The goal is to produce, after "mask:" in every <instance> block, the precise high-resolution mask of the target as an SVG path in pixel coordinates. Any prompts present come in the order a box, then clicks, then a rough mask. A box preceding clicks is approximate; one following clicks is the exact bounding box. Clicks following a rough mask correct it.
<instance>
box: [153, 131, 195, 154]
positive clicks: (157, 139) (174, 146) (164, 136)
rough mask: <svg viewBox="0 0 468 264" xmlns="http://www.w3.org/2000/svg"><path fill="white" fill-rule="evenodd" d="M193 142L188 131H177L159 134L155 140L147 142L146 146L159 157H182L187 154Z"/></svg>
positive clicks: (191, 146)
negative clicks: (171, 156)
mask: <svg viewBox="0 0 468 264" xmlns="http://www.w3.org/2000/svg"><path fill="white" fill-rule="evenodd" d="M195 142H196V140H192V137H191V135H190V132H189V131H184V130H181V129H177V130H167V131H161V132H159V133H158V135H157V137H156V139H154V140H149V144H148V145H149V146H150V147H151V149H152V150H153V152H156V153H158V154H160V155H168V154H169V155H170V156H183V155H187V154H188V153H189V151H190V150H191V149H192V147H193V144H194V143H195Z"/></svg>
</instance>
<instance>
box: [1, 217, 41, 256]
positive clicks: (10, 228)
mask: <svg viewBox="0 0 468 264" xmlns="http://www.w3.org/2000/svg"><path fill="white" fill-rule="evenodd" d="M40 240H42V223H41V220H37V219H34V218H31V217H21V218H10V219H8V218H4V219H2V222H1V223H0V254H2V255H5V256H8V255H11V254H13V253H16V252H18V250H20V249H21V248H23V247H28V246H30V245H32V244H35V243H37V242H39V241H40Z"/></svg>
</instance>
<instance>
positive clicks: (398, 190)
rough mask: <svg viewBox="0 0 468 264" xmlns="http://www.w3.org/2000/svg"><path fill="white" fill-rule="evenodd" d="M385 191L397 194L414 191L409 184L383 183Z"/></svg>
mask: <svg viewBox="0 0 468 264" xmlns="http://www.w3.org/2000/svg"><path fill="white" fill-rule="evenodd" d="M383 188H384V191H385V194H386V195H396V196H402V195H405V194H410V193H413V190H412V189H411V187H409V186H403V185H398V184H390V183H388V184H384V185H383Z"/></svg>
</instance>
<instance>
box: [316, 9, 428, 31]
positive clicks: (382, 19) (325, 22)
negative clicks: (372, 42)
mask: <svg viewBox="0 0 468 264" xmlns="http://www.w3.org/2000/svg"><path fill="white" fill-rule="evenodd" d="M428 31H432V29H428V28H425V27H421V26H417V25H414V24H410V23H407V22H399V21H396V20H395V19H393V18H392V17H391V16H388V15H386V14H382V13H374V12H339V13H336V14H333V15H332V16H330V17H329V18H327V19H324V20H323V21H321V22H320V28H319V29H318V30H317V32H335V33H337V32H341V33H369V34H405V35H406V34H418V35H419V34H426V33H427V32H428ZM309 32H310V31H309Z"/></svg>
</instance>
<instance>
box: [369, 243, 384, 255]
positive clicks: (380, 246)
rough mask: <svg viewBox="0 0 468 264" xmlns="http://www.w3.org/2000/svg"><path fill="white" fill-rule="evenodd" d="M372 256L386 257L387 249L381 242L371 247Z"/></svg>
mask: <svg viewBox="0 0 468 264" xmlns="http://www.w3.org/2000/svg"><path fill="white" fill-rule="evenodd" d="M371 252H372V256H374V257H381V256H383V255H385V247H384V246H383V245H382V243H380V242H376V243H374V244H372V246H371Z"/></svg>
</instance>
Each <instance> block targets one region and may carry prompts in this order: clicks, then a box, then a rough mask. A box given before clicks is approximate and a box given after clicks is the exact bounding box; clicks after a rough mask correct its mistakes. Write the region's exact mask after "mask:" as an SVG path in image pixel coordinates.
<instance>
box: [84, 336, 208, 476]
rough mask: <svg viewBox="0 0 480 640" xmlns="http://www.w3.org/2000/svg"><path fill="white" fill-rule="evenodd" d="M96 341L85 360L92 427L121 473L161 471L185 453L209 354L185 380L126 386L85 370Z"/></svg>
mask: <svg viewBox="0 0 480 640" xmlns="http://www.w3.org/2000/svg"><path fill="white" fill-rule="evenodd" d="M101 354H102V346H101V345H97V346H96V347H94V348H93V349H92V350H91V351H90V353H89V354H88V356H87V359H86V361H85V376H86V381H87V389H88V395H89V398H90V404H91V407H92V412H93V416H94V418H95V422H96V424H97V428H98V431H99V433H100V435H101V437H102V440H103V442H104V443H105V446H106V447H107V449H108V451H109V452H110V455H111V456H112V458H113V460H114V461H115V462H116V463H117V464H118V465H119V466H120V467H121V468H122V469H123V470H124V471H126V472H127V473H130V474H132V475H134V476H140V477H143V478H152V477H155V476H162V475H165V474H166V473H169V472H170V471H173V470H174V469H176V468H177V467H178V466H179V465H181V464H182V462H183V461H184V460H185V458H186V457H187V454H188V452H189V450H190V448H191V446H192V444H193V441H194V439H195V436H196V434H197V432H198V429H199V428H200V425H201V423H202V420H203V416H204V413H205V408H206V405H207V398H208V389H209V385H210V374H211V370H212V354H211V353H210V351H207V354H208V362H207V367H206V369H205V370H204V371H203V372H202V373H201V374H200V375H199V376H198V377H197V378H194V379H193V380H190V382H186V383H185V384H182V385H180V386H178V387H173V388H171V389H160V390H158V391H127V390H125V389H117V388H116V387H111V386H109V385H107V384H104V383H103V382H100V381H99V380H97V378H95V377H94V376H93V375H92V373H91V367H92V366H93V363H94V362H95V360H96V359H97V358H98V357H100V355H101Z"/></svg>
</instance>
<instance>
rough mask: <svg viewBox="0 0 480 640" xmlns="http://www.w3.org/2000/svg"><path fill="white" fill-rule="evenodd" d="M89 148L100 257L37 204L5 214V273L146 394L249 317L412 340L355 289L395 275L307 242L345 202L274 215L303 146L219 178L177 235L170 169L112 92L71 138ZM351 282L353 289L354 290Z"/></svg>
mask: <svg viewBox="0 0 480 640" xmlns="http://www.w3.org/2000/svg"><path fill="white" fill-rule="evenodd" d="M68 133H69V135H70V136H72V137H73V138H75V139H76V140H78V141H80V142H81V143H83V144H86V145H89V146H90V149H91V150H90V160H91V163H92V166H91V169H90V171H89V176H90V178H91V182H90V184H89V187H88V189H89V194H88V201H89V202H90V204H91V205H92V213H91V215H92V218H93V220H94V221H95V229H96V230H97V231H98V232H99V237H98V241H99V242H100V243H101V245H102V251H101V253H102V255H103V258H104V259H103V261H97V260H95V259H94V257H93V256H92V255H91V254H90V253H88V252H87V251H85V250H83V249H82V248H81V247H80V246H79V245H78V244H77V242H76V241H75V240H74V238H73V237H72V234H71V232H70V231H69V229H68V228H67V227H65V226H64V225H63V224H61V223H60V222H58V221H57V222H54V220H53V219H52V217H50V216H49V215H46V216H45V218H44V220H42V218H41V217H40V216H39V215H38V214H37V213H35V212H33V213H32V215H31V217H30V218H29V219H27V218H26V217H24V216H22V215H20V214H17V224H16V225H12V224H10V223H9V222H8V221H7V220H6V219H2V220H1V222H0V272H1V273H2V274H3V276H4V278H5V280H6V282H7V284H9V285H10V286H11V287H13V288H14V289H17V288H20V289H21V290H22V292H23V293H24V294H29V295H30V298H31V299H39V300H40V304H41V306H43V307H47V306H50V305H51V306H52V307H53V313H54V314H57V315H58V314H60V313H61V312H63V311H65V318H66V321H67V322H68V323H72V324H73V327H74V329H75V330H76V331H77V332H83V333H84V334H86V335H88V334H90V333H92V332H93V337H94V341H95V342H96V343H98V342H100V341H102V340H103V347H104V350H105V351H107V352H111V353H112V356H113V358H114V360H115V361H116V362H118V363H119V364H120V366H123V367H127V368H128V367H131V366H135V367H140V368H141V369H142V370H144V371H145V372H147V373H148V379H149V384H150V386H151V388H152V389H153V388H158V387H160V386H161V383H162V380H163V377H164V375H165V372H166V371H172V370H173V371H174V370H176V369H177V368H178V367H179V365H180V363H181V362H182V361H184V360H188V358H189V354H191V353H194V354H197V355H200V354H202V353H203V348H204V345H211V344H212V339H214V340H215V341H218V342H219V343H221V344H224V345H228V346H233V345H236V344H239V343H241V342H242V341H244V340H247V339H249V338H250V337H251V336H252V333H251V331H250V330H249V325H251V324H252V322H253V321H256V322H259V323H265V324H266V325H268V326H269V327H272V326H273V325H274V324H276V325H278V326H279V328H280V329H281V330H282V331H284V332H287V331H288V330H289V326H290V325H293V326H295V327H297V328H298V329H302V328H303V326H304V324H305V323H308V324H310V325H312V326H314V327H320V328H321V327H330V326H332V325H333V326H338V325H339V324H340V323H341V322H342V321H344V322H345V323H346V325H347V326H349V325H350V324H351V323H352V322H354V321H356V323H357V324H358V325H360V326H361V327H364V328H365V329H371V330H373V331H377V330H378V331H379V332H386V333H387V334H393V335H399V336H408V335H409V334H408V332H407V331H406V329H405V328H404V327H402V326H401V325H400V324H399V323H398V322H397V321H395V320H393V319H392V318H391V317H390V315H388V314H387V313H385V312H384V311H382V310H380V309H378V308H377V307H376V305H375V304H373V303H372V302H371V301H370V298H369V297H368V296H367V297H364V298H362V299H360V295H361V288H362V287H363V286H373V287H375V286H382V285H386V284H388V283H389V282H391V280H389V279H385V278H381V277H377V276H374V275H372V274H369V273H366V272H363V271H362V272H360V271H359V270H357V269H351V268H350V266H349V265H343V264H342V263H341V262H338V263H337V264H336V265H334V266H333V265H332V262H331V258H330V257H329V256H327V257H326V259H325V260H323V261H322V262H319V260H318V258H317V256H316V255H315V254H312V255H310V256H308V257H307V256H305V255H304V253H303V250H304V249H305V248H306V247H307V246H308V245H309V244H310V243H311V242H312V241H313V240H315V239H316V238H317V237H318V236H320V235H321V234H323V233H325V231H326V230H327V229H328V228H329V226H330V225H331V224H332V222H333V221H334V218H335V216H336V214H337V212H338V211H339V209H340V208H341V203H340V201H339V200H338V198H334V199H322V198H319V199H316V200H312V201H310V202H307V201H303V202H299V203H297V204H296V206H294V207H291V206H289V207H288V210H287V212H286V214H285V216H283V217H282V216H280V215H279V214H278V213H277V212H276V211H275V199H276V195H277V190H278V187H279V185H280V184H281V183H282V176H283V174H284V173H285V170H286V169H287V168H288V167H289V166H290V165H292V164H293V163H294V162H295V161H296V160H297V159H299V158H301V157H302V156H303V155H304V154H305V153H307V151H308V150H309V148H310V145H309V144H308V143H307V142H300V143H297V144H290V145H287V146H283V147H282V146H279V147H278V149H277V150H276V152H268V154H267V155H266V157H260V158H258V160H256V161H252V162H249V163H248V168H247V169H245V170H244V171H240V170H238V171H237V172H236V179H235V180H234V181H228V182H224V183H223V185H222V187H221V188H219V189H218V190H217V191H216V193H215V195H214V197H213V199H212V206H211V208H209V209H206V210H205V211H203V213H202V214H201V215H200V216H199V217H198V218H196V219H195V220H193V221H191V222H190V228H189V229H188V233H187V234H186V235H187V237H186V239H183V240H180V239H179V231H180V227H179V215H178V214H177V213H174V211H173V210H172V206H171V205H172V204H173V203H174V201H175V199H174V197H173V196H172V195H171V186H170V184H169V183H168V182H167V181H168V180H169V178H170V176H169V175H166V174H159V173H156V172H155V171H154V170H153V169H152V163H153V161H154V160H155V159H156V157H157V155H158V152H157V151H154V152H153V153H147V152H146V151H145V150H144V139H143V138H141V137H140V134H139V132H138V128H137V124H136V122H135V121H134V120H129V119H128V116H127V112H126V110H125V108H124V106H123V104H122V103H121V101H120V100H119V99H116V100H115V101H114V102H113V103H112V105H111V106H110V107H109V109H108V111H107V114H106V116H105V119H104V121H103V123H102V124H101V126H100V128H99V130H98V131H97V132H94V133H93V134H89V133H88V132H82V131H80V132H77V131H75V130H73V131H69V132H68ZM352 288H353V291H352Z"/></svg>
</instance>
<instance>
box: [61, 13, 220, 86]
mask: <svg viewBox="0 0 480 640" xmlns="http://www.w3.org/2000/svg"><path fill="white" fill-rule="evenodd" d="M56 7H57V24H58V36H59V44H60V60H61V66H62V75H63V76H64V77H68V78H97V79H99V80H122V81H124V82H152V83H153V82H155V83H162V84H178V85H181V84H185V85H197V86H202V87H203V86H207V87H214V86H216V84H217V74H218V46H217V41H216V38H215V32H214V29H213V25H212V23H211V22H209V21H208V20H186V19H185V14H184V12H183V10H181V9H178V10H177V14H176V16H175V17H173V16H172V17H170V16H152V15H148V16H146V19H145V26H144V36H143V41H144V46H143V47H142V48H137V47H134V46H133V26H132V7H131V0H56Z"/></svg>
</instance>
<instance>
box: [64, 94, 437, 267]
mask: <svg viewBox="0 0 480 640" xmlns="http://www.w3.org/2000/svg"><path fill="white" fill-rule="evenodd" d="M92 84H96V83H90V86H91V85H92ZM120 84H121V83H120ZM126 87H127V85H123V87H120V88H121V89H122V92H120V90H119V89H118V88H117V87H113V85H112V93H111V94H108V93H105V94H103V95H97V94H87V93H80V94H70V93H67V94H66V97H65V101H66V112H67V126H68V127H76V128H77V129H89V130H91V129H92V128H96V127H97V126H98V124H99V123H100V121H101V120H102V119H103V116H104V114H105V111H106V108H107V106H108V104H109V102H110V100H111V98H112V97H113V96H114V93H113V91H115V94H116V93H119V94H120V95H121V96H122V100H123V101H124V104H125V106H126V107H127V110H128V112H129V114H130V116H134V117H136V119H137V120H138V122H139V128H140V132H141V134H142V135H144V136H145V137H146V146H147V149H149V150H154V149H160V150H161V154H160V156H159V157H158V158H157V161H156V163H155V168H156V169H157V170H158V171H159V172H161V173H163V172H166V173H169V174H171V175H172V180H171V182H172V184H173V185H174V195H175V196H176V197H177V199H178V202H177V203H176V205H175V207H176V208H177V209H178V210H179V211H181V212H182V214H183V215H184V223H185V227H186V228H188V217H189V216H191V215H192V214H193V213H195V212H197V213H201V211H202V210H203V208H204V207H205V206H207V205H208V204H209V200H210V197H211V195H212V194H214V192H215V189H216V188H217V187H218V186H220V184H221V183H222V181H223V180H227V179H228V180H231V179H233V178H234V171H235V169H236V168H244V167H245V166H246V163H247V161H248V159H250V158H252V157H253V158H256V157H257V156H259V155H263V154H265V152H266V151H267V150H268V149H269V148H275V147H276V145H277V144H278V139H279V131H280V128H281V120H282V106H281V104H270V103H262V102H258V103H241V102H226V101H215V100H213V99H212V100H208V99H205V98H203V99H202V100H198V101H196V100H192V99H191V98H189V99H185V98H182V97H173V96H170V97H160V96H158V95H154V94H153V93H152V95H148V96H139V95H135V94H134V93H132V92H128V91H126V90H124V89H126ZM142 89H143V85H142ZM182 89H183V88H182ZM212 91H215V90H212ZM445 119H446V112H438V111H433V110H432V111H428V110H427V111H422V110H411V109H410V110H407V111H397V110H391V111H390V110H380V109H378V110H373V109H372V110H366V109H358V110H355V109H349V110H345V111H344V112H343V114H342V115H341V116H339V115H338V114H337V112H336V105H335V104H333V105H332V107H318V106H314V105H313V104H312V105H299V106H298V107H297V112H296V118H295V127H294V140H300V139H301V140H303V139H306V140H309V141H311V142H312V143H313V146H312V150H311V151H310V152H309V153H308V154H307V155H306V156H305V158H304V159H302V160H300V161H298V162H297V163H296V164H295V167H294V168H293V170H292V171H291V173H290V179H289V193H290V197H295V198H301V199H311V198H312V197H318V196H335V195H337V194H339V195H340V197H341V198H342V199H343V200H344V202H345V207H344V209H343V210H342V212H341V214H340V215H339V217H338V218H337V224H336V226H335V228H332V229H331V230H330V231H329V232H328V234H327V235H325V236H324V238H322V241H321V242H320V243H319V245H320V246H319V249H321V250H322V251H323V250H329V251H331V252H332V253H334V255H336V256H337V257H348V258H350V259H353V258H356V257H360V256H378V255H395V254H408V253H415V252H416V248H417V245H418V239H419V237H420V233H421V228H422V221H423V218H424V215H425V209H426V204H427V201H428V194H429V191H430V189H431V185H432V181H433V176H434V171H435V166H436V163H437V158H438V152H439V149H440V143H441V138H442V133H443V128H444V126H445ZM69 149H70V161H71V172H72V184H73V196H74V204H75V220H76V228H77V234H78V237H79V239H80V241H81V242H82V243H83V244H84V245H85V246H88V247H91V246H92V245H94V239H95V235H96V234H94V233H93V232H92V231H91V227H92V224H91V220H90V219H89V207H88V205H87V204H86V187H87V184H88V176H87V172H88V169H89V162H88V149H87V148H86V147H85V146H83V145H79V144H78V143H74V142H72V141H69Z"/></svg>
● ● ● ● ● ● ●
#### About this task:
Taking the listing above as the source, transcribe only the lines starting at the line with "positive clicks: (157, 139)" and going through the line with "box: [1, 217, 41, 256]", unaltered and with both ends included.

#### Worked solution:
positive clicks: (157, 139) (174, 146) (164, 136)
rough mask: <svg viewBox="0 0 468 264" xmlns="http://www.w3.org/2000/svg"><path fill="white" fill-rule="evenodd" d="M193 142L188 131H177L159 134L155 140L147 142L146 146L159 157H182L187 154Z"/></svg>
positive clicks: (191, 146)
negative clicks: (171, 156)
mask: <svg viewBox="0 0 468 264" xmlns="http://www.w3.org/2000/svg"><path fill="white" fill-rule="evenodd" d="M195 142H196V140H192V137H191V135H190V132H189V131H184V130H181V129H177V130H167V131H161V132H159V133H158V135H157V137H156V139H154V140H149V144H148V145H149V146H150V147H151V149H152V150H153V152H156V153H158V154H160V155H168V154H169V155H170V156H183V155H187V154H188V153H189V151H190V150H191V149H192V147H193V144H194V143H195Z"/></svg>
</instance>
<instance>
box: [1, 217, 41, 256]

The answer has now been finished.